• Written instruction
Please pull out each line of the data below that contains the word "bird".

• Available data
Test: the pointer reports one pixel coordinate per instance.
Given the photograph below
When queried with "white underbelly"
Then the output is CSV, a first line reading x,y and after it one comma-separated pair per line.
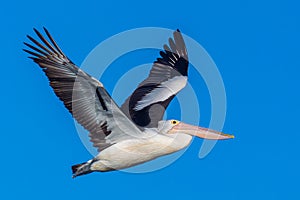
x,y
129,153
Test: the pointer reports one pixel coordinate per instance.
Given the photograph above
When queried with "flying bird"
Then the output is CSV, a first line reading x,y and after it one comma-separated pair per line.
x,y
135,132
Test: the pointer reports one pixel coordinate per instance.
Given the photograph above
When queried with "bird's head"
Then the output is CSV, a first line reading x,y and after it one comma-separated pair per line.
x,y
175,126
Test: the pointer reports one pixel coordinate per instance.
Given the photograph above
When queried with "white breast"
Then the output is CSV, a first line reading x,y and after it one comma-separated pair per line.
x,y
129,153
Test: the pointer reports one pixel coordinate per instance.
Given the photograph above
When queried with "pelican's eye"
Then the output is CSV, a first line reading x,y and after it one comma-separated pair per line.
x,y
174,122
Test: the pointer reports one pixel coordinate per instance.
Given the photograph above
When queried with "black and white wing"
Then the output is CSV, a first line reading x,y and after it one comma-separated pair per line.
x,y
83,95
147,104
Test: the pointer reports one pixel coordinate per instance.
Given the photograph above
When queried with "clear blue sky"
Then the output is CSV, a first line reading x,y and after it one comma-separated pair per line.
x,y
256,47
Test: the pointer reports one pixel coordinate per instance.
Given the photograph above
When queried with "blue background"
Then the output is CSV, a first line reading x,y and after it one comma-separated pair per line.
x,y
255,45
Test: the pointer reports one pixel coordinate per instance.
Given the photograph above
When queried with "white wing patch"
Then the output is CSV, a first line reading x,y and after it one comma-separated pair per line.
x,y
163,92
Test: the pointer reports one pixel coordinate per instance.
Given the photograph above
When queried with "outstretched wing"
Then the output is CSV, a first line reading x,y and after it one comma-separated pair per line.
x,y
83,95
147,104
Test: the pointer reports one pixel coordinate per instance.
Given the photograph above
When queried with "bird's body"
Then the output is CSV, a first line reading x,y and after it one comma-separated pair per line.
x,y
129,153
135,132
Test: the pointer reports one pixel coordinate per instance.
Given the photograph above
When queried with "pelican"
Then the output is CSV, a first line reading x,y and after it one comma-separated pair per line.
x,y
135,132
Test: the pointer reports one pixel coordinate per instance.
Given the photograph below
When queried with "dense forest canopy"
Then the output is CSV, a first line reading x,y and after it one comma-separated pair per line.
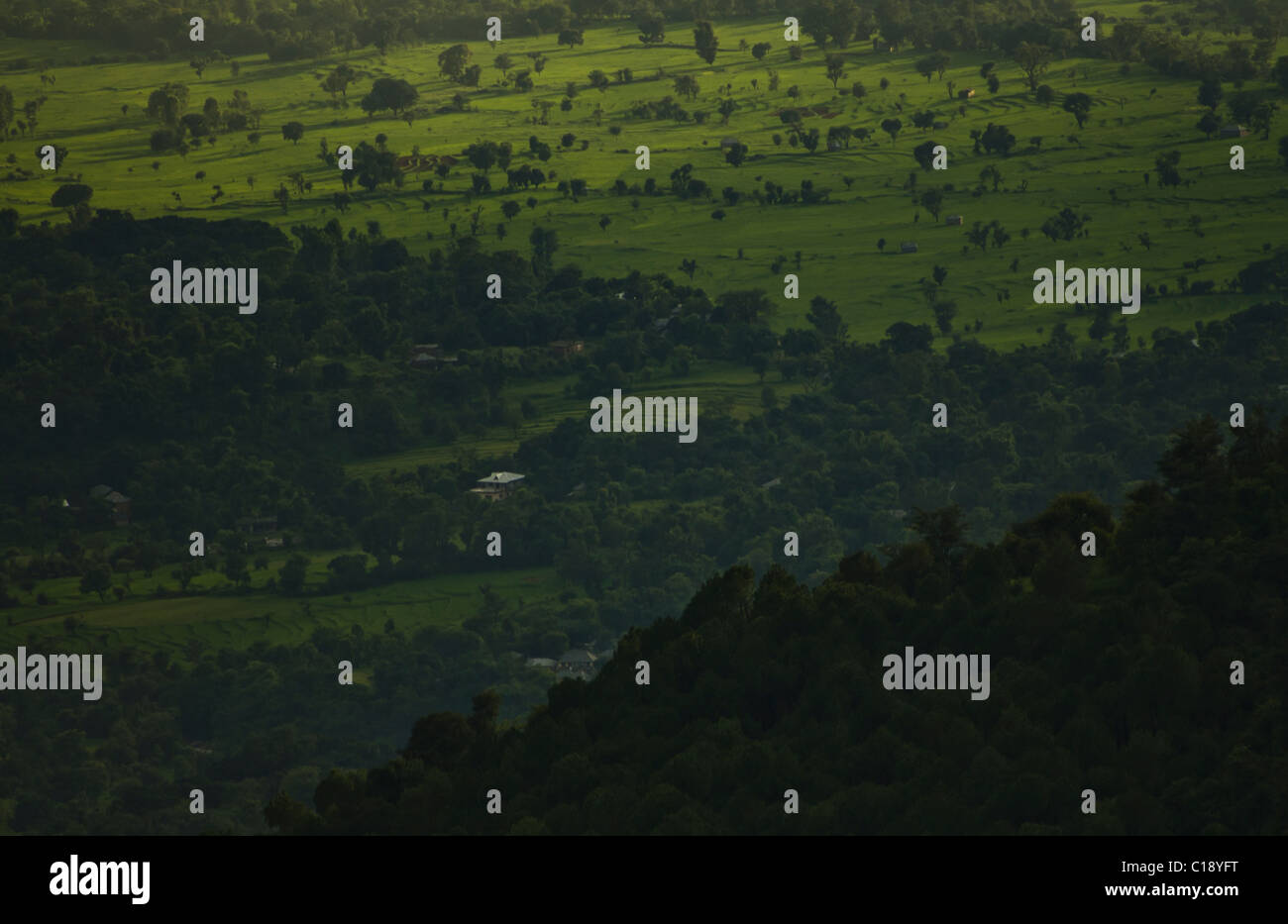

---

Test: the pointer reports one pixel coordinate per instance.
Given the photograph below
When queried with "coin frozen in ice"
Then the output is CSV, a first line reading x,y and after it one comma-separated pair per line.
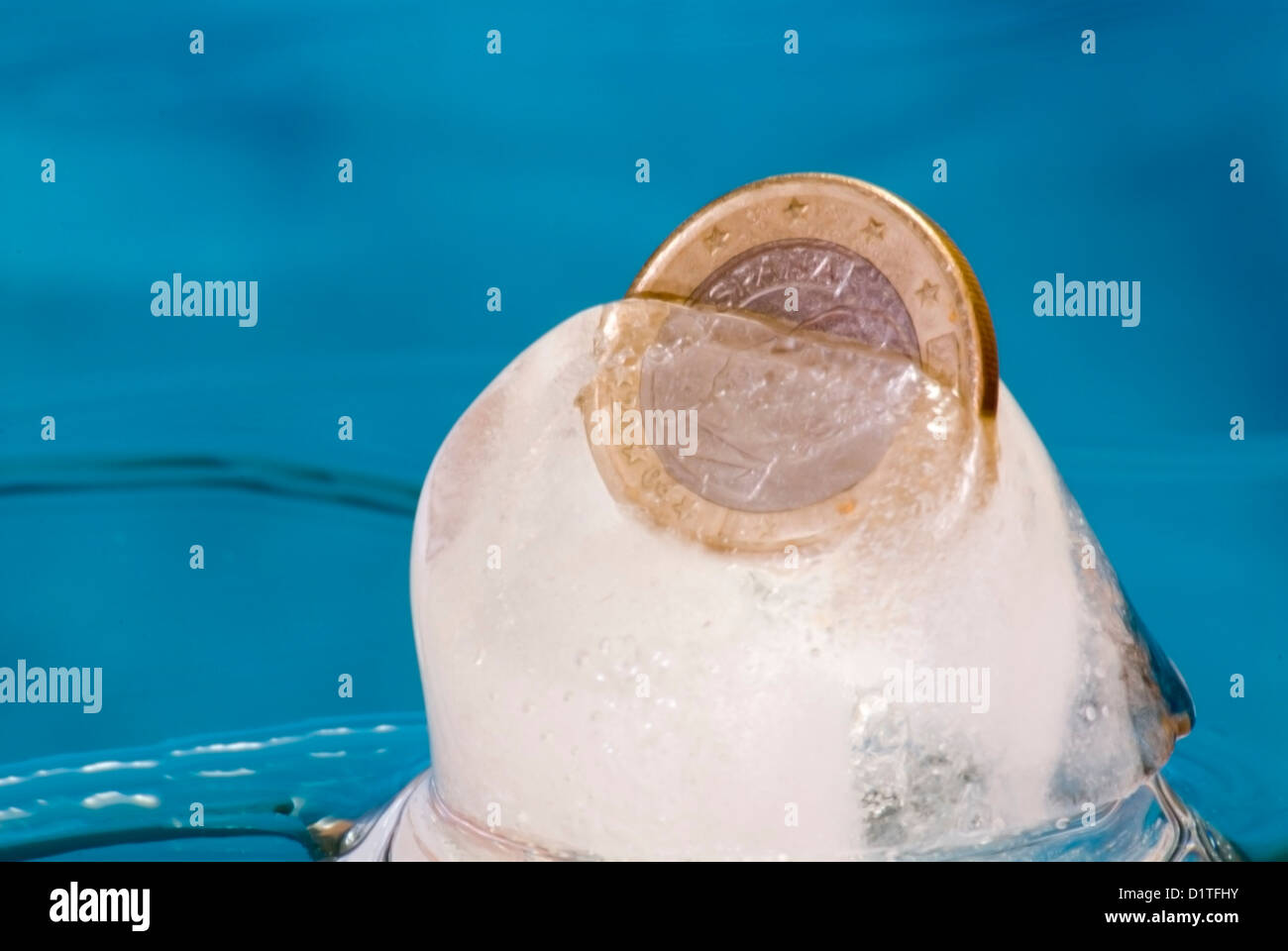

• Output for this task
When queried with "flying bird"
When queried with "bird's head"
When queried with "bird's body"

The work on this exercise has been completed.